> _Excerpt to read_:

Although the Germans now knew where they were being attacked from, they could not spot Lieutenant Kolobanov's tank, and now attempted to engage an unseen enemy. The German tanks got bogged down when they moved off the road onto the surrounding soft ground making them easy targets. Twenty-two German tanks and two towed artillery pieces were knocked out by Kolobanov's tank before it ran out of ammunition. Kolobanov ordered in another KV-1, and 21 more German tanks were destroyed before the half-hour battle ended. A total of 43 German tanks had been destroyed by the five Soviet KV-1s (two more remained in reserve). The Soviet victory was the result of a well-planned ambush on advantageous ground and superiority of weapons. Most of the German tanks in this battle were light tanks armed with only 37 mm guns. The German tank guns had neither the range nor the power of the 76 mm main gun of a KV-1. After the battle, the crew of No. 864 counted a total of 156 hits on their tank, none of which had penetrated the armor. The narrower tracks of the German tanks caused them to become trapped in the swampy ground.

For their actions, Lieutenant Kolobanov was awarded the Order of the Red Banner and Andrei Usov was awarded the Order of Lenin. However, a nomination of Kolobanov for Hero of the Soviet Union was rejected by military superiors who initially found his after-action report to be unbelievable, thinking that he must have exaggerated the enemy forces. Though his report was soon corroborated by examination of the wreckages on the ground, the nomination was not reconsidered by Leningrad authorities who were preoccupied with the fiercest fighting during the Battle of Leningrad.

> _Work instruction 1_: Which honors does the excerpt on Kolobanov's tank battle name, counting both those awarded and the one only nominated?
> _Work instruction 2_:
Answer these from the excerpt on Kolobanov's tank battle:
(a) How many German tanks did the five Soviet KV-1s destroy in total?
(b) How many hits did the crew of No. 864 count on their tank after the battle?
(c) Who was awarded the Order of Lenin?

> _Data section_:
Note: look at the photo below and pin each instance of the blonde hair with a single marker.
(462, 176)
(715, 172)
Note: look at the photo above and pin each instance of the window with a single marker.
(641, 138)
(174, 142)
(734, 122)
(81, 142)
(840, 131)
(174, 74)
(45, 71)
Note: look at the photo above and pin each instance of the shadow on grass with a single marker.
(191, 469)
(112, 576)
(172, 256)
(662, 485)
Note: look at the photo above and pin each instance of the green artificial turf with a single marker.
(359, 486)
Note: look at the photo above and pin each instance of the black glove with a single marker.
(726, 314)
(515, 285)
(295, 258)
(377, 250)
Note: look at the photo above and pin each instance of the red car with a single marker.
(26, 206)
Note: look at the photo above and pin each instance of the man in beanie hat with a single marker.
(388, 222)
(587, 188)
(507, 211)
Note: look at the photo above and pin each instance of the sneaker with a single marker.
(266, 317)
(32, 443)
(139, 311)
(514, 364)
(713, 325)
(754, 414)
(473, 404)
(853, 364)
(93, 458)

==

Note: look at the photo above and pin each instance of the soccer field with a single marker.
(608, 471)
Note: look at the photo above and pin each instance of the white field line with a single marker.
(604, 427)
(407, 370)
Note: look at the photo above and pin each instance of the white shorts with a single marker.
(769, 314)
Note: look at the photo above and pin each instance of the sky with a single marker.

> _Reply 1_:
Order of the Red Banner
Order of Lenin
Hero of the Soviet Union

> _Reply 2_:
(a) 43
(b) 156
(c) Andrei Usov